═════ FRAGMENTO PARA LEER

Ya quisiera llegar a los 83 en esas condiciones. Y aún trabajando. En un oficio que no es precisamente el de oficinista u otro igual de limpio y livianito. Es mecánico, mi amigo el “Golo” Tapia, el cumpleañero, y no piensa dejar mientras el cuerpo aguante. Antes que llegue el alba ya enfila para el taller, vuelve al medio día, y por las tardes, a eso de las tres, lo veo pasar nuevamente con una regularidad cronométrica, que se me hace, es la razón de su increíble estado físico y mental.

Me honra con su amistad, atildada en estos últimos años cuando Dios quiso que dos de nuestros hijos, se juntaran en un trabajo común. Nos llevaron a una mesa, con otros habitués de la Esquina Colorada y así, entre recuerdo y recuerdo, nos fuimos como reconociendo y poniéndonos felices al comprobar que eran más las cosas que nos unían que la que nos separaban.

══════════

PROBLEMA PLANTEADO 1 — Indica si cada afirmación concuerda con el texto sobre el mecánico Golo Tapia y responde sí o no citando textualmente las palabras que lo deciden: (a) Tapia trabaja como oficinista; (b) Tapia regresa del taller al mediodía; (c) la amistad se estrechó cuando dos de sus hijos se juntaron en un trabajo común.
PROBLEMA PLANTEADO 2 — Traduce al inglés esta oración del texto sobre el mecánico Golo Tapia: «Antes que llegue el alba ya enfila para el taller, vuelve al medio día, y por las tardes, a eso de las tres, lo veo pasar nuevamente con una regularidad cronométrica, que se me hace, es la razón de su increíble estado físico y mental.»
PROBLEMA PLANTEADO 3 — Transcribe sin cambios el pasaje del texto sobre el mecánico Golo Tapia que empieza en "Ya quisiera llegar" y termina en "físico y mental.".
Las filas proceden de una fuente distinta.

═════ MUESTRAS DE DATOS

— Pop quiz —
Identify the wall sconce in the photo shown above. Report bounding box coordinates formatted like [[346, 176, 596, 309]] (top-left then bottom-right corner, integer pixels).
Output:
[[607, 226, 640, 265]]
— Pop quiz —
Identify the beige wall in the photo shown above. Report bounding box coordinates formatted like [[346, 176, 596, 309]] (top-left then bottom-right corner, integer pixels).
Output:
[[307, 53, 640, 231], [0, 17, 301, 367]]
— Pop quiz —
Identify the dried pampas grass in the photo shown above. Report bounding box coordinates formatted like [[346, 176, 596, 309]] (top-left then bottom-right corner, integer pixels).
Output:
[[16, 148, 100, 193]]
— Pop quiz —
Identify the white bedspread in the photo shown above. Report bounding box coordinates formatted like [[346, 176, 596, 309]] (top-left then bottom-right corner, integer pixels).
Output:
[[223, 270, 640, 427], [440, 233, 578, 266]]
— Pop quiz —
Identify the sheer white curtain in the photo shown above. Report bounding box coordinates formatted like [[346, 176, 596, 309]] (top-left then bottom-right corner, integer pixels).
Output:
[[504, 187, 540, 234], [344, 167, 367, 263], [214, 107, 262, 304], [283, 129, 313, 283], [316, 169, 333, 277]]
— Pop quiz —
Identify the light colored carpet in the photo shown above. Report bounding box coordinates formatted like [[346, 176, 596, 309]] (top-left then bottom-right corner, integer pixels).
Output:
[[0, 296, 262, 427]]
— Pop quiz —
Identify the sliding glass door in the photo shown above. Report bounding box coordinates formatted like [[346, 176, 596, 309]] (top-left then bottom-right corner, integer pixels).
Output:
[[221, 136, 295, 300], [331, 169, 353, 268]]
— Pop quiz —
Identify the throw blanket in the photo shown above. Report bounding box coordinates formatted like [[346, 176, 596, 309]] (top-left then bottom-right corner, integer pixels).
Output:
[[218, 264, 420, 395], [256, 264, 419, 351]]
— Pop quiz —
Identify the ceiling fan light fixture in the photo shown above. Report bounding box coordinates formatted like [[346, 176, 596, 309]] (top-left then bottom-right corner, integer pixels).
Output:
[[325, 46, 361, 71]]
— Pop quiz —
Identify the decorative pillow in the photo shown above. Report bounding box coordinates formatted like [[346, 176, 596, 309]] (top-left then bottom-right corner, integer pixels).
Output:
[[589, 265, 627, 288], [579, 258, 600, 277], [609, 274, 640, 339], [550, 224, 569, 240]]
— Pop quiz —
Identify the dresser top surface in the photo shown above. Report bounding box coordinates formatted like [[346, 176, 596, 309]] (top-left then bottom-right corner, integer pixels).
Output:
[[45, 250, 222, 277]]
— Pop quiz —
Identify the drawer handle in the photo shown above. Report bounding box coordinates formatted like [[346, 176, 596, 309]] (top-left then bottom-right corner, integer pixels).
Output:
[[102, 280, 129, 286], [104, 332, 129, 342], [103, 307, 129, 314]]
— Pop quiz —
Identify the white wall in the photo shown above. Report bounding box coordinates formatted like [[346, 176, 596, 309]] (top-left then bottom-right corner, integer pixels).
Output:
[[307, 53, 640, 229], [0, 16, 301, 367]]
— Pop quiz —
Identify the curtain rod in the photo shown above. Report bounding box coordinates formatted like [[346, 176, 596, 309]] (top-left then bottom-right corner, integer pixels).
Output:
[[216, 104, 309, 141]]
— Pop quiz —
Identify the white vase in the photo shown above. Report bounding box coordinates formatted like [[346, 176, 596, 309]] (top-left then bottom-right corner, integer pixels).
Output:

══════════

RESULTADO CORRECTO 1 —
(a) No: «Es mecánico, mi amigo el “Golo” Tapia».
(b) Sí: «vuelve al medio día».
(c) Sí: «cuando Dios quiso que dos de nuestros hijos, se juntaran en un trabajo común».

RESULTADO CORRECTO 2 — Before dawn arrives he is already heading for the workshop, he comes back at noon, and in the afternoons, around three, I see him go by again with clockwork regularity, which, it seems to me, is the reason for his incredible physical and mental condition.

RESULTADO CORRECTO 3 —
Ya quisiera llegar a los 83 en esas condiciones. Y aún trabajando. En un oficio que no es precisamente el de oficinista u otro igual de limpio y livianito. Es mecánico, mi amigo el “Golo” Tapia, el cumpleañero, y no piensa dejar mientras el cuerpo aguante. Antes que llegue el alba ya enfila para el taller, vuelve al medio día, y por las tardes, a eso de las tres, lo veo pasar nuevamente con una regularidad cronométrica, que se me hace, es la razón de su increíble estado físico y mental.